• [Document segment]
--------------------------------------------------

My paternal grandfather died when I was 10 years old and in the fourth grade. This death was the first family remember that I could remember passing away.
When the September 11th attacks occurred, I was about to turn elven years old and in the fifth grade. This event was the first time that I realized that terrorism and war could happen on American soil.
As my mother had an estranged relationship with her father, I did not grow up being close to my grandfather, however, his death still impacted my life. I was twelve years old and in the sixth grade.
During the summer before my senior year of high school, I began to drift away from my two closest friends throughout high school. I was seventeen years old and about to begin my senior year.
The summer before I left for college, I lost my first real boyfriend. I was eighteen years old.
After high school, I began college at a university that was a three hour drive away from my parents' home. For the first time, I was on my own, and I knew that I would never live with my parents again. I was eighteen years old.

--------------------------------------------------

• [Entries supplied]

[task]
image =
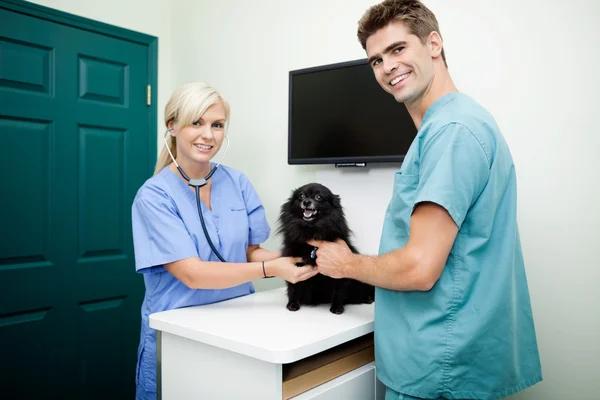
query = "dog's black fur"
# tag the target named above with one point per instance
(327, 222)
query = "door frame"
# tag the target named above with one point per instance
(149, 41)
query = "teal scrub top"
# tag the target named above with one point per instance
(472, 335)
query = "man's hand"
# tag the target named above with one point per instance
(334, 259)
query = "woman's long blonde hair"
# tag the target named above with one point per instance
(187, 104)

--------------------------------------------------

• [To-do list]
1. According to the life-events timeline, why did the writer not grow up close to the grandfather who died when the writer was twelve?
2. In the life-events timeline, rewrite the part from "My paternal grandfather" to "boyfriend. I was eighteen years old.", replacing "senior year" with "final year".
Nothing here depends on the rows.

• [Responses]
1. The writer's mother had an estranged relationship with her father, so the writer did not grow up close to that grandfather.

2.
My paternal grandfather died when I was 10 years old and in the fourth grade. This death was the first family remember that I could remember passing away.
When the September 11th attacks occurred, I was about to turn elven years old and in the fifth grade. This event was the first time that I realized that terrorism and war could happen on American soil.
As my mother had an estranged relationship with her father, I did not grow up being close to my grandfather, however, his death still impacted my life. I was twelve years old and in the sixth grade.
During the summer before my final year of high school, I began to drift away from my two closest friends throughout high school. I was seventeen years old and about to begin my final year.
The summer before I left for college, I lost my first real boyfriend. I was eighteen years old.